═══ Supplied data
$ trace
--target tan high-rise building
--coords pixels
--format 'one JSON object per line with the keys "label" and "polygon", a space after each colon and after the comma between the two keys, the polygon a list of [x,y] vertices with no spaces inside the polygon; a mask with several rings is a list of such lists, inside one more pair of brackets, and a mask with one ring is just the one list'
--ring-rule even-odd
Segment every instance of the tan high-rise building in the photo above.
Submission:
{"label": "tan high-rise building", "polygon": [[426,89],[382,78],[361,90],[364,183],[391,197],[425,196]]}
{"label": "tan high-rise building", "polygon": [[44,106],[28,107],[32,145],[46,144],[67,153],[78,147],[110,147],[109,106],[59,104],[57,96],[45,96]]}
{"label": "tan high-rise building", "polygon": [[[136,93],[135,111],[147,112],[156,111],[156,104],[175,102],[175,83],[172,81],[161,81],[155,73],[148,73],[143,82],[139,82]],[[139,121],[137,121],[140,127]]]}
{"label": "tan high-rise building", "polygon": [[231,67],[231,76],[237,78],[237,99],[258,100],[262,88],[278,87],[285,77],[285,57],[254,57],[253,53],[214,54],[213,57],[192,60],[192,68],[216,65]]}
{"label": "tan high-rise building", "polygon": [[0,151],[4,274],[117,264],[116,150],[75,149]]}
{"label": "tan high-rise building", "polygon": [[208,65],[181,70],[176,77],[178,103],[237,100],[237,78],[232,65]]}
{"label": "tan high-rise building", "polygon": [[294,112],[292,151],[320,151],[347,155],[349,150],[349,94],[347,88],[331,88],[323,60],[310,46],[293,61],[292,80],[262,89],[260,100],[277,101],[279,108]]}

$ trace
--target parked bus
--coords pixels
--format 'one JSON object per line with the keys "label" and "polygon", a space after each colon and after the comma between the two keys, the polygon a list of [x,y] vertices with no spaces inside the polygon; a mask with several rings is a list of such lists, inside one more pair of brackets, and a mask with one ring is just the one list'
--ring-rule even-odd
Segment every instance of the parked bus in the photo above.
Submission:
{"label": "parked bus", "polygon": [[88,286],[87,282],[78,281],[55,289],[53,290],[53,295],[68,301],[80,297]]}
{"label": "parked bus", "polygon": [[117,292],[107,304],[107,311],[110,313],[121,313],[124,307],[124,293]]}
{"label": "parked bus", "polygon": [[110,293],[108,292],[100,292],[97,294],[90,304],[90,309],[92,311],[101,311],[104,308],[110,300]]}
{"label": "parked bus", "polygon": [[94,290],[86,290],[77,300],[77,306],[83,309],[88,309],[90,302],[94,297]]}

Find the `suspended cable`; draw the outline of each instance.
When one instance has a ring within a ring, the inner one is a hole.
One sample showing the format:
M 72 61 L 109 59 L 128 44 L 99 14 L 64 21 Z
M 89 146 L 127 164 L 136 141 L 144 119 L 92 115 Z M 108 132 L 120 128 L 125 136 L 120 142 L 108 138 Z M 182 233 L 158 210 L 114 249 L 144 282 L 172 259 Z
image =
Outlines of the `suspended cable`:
══════
Express every line of the rows above as a Markdown table with two columns, No. and Line. Number the lines in order and leave out blank lines.

## Task solution
| No. | Line |
|---|---|
| 1 | $ trace |
| 2 | --target tan high-rise building |
| 3 | --coords pixels |
| 4 | --format 'one JSON object per line with the keys "label" and "polygon", a space after each colon and after the comma between the two keys, the polygon a list of [x,y] vertices with no spaces inside the polygon; a mask with several rings is a list of such lists, inside one more pair of brackets, and a mask with one ring is just the one list' |
| 5 | --ring-rule even-odd |
| 6 | Segment every instance of the tan high-rise building in the photo above. |
| 7 | Submission: |
| 8 | {"label": "tan high-rise building", "polygon": [[426,89],[382,78],[361,90],[364,183],[391,197],[425,196]]} |
| 9 | {"label": "tan high-rise building", "polygon": [[44,106],[28,107],[32,145],[46,144],[67,153],[78,147],[110,147],[109,106],[59,104],[57,96],[45,96]]} |
| 10 | {"label": "tan high-rise building", "polygon": [[[136,93],[135,111],[147,112],[156,111],[156,104],[175,102],[175,83],[172,81],[161,81],[155,73],[148,73],[143,82],[139,82]],[[139,121],[137,121],[140,127]]]} |
| 11 | {"label": "tan high-rise building", "polygon": [[231,67],[231,76],[237,78],[237,99],[258,100],[262,88],[278,87],[285,77],[285,57],[254,57],[253,53],[214,54],[213,57],[192,60],[192,68],[216,65]]} |
| 12 | {"label": "tan high-rise building", "polygon": [[0,151],[4,274],[117,264],[116,150],[75,149]]} |
| 13 | {"label": "tan high-rise building", "polygon": [[208,65],[181,70],[176,77],[178,103],[237,100],[237,78],[232,65]]} |
| 14 | {"label": "tan high-rise building", "polygon": [[294,112],[292,151],[320,151],[347,155],[349,150],[349,94],[347,88],[331,88],[323,60],[310,46],[293,61],[292,80],[262,89],[260,100],[277,101],[279,108]]} |
| 15 | $ trace |
| 16 | --target parked bus |
| 17 | --coords pixels |
| 18 | --format 'one JSON object per line with the keys "label" and "polygon", a space after each colon and after the comma between the two keys, the polygon a list of [x,y] vertices with no spaces inside the polygon; a mask with several rings is a list of such lists, inside one more pair of brackets, and a mask with one ring is just the one list' |
| 19 | --ring-rule even-odd |
| 20 | Segment every instance of the parked bus in the photo above. |
| 21 | Submission: |
| 22 | {"label": "parked bus", "polygon": [[88,286],[87,282],[78,281],[55,289],[53,290],[53,295],[68,301],[80,297]]} |
| 23 | {"label": "parked bus", "polygon": [[117,292],[107,304],[107,311],[110,313],[121,313],[124,307],[124,293]]} |
| 24 | {"label": "parked bus", "polygon": [[110,293],[108,292],[100,292],[97,294],[90,304],[90,309],[92,311],[101,311],[104,308],[110,300]]} |
| 25 | {"label": "parked bus", "polygon": [[94,290],[86,290],[77,300],[77,306],[83,309],[88,309],[90,302],[94,297]]} |
| 26 | Find the `suspended cable`; draw the outline of each instance. |
| 27 | When one instance has a ring within a ring, the inner one is a hole. |
| 28 | One sample showing the format: |
| 29 | M 72 61 L 109 59 L 128 44 L 99 14 L 64 21 Z |
| 30 | M 89 146 L 127 164 L 136 141 L 144 119 L 92 115 Z M 108 132 L 120 128 L 125 136 L 120 142 L 108 138 Z M 182 233 L 158 210 L 114 249 L 144 282 L 172 259 Z |
| 31 | image = |
| 32 | Outlines of the `suspended cable`: |